This guideline covers treatments for people aged 18 and over with unstable angina (recurring chest pain) or a type of heart attack called non-ST-segment-elevation myocardial infarction (NSTEMI). It aims to ensure that people get treatment quickly. It recommends that as soon as NSTEMI or unstable angina is diagnosed, healthcare professionals assess people for risk of more serious heart problems in the future to guide their treatment.
What is angina and NSTEMI?
The term 'acute coronary syndromes' encompasses a range of conditions from unstable angina to ST-segment-elevation myocardial infarction (STEMI), arising from thrombus formation on an atheromatous plaque. This guideline addresses the early management of unstable angina and non-ST-segment-elevation myocardial infarction (NSTEMI) once a firm diagnosis has been made and before discharge from hospital.

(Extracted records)
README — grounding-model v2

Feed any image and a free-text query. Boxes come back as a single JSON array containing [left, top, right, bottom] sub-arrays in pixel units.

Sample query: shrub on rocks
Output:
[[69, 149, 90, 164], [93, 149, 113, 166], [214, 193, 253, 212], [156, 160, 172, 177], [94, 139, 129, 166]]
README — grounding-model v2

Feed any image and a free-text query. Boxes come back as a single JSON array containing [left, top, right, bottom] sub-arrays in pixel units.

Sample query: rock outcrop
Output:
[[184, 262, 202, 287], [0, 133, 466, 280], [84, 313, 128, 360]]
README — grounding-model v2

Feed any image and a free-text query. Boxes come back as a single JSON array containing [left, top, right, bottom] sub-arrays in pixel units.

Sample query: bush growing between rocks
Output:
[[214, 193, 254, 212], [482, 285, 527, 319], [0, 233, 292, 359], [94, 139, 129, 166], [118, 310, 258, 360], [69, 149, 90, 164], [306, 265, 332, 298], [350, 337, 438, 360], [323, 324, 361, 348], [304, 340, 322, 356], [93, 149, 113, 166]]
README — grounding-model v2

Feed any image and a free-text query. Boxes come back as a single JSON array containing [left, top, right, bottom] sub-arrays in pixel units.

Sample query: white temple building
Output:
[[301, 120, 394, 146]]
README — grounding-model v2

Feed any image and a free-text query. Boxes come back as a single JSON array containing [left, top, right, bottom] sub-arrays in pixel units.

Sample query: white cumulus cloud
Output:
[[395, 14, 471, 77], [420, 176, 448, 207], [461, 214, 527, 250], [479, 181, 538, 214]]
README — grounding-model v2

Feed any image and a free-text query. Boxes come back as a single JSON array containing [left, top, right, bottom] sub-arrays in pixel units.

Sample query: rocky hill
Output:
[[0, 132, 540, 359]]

■ **REQUIRED TASKS**
**a)** In the angina and NSTEMI guideline, copy out the part that opens with the words containing "This guideline covers" and closes with "discharge from hospital.".
**b)** According to the angina and NSTEMI guideline, what ages does it cover?

■ **TASK-BY-TASK SOLUTIONS**
**a)**
This guideline covers treatments for people aged 18 and over with unstable angina (recurring chest pain) or a type of heart attack called non-ST-segment-elevation myocardial infarction (NSTEMI). It aims to ensure that people get treatment quickly. It recommends that as soon as NSTEMI or unstable angina is diagnosed, healthcare professionals assess people for risk of more serious heart problems in the future to guide their treatment.
What is angina and NSTEMI?
The term 'acute coronary syndromes' encompasses a range of conditions from unstable angina to ST-segment-elevation myocardial infarction (STEMI), arising from thrombus formation on an atheromatous plaque. This guideline addresses the early management of unstable angina and non-ST-segment-elevation myocardial infarction (NSTEMI) once a firm diagnosis has been made and before discharge from hospital.

**b)** People aged 18 and over.